> **Working data**:
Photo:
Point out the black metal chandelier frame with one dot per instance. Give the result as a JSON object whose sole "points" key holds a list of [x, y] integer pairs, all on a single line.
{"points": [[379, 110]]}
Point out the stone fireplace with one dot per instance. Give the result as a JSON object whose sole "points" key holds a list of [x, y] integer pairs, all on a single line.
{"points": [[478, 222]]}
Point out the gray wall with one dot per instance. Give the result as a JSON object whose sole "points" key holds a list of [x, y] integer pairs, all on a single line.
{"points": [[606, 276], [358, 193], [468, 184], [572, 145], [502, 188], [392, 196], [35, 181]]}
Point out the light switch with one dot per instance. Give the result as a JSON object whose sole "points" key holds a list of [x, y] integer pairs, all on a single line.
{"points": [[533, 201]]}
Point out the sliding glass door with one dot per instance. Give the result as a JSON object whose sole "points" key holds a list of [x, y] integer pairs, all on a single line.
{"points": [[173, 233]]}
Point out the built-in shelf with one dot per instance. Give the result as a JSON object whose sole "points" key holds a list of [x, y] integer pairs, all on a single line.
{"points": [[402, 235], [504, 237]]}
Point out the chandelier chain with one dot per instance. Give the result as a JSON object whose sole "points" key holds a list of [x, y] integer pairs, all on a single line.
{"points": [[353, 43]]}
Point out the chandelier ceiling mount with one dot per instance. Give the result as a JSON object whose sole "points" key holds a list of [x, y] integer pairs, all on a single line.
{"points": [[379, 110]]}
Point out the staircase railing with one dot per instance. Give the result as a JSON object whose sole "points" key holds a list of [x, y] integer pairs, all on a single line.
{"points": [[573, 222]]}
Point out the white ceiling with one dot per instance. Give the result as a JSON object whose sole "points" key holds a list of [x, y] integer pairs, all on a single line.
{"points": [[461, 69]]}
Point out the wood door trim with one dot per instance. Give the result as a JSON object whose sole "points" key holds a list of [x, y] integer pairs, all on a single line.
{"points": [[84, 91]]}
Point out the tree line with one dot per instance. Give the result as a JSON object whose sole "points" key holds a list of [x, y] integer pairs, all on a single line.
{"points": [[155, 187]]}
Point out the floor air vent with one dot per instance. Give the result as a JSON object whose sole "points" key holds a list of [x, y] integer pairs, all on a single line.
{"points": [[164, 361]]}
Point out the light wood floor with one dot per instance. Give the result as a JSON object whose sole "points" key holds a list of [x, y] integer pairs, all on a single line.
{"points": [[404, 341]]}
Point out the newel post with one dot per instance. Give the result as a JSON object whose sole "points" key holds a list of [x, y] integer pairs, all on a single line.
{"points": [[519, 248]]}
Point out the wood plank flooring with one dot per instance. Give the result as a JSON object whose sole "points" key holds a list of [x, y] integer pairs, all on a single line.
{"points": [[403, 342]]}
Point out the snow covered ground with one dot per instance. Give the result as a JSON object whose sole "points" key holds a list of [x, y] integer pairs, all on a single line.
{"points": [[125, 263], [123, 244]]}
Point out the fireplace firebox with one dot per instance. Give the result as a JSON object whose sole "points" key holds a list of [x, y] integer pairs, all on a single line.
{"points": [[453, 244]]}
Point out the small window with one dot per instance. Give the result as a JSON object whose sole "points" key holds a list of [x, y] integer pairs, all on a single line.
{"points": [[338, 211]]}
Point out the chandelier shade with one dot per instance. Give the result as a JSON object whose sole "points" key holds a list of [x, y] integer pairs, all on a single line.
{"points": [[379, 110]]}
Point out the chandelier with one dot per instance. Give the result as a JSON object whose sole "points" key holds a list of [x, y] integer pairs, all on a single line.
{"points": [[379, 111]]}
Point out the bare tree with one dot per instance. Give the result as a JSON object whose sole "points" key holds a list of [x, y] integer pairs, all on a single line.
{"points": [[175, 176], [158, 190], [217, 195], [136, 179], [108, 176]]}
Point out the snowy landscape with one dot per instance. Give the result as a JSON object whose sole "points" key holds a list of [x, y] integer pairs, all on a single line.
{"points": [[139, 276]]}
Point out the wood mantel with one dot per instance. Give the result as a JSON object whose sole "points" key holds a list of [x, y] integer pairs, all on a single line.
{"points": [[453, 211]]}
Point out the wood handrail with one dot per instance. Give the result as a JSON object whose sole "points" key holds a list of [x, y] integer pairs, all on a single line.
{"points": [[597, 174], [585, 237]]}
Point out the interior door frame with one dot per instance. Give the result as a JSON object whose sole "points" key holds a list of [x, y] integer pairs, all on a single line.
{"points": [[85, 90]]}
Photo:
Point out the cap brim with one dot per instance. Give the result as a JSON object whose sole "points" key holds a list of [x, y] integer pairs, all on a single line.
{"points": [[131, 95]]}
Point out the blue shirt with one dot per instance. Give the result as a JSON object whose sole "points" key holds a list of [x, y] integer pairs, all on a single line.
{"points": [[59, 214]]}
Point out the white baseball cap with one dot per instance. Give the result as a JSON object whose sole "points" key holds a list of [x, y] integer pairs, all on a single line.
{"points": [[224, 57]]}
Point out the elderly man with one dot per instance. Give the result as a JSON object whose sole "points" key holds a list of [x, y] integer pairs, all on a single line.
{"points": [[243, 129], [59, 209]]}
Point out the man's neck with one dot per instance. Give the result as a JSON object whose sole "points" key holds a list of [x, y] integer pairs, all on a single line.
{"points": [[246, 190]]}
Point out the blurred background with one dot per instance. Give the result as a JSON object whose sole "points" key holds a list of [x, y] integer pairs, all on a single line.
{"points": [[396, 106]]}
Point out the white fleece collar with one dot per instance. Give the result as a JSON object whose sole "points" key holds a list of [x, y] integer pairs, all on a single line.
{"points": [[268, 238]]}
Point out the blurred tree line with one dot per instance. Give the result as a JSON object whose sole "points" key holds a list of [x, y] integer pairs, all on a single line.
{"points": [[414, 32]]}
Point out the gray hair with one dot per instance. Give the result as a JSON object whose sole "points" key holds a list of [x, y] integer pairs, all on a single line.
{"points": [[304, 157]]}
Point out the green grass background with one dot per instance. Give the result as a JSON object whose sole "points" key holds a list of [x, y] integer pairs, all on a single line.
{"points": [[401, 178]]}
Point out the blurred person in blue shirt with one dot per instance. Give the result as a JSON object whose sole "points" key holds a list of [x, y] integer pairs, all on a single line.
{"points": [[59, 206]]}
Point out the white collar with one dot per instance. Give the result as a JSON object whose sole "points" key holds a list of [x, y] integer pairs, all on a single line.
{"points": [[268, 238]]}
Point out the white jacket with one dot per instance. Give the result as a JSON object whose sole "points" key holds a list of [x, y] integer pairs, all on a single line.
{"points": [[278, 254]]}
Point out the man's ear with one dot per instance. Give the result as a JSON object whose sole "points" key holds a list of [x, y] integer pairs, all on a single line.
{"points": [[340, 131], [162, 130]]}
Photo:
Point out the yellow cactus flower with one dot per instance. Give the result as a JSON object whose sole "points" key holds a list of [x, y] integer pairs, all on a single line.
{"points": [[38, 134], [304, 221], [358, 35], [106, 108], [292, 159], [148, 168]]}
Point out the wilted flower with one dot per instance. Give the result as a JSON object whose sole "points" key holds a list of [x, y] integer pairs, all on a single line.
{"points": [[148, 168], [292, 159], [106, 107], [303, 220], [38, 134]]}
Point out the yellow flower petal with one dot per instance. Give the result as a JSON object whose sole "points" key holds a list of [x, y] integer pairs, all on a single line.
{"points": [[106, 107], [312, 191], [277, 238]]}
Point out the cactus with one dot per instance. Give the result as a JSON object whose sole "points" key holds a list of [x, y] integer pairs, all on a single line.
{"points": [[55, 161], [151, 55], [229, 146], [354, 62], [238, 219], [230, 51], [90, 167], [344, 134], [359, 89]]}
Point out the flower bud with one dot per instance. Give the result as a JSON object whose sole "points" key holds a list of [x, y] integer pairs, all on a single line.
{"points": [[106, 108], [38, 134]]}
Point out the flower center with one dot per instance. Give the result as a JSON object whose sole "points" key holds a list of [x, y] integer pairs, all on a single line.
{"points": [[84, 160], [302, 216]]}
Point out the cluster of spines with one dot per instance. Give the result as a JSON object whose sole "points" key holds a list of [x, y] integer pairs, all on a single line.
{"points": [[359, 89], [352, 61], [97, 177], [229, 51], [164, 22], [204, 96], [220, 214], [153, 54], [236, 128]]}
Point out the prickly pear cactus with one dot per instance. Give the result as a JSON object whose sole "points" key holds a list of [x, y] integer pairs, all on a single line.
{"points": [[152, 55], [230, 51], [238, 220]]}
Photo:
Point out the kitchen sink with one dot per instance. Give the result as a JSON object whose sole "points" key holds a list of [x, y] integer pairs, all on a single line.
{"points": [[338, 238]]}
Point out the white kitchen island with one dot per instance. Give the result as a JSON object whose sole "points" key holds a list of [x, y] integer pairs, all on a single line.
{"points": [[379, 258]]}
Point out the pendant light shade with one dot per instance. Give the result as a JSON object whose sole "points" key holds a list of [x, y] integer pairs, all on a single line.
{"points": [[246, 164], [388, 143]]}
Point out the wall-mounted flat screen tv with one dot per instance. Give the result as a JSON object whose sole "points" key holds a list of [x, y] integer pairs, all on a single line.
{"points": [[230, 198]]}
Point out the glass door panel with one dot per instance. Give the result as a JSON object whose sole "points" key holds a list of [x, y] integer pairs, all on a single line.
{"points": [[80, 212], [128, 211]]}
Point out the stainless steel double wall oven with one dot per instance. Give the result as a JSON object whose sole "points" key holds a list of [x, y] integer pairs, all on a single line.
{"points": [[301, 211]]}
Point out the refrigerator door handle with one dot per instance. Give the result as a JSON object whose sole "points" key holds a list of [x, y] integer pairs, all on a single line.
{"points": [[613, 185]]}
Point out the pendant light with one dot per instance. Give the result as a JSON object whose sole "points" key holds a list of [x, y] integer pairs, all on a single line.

> **What needs to be done**:
Reproduce the entries verbatim, beginning with the line containing "Point out the refrigerator" and continuing through the end of the entries.

> **Full solution**:
Point out the refrigerator door handle with one dot per instance. Give the result as a JSON object whose sole "points" key holds a list of [x, y] integer pairs, all on a single line.
{"points": [[613, 185]]}
Point out the pendant light with one dot per instance. Give the result as a JSON object whose sole "points" key holds a list of [x, y] integer pairs, all on a single line.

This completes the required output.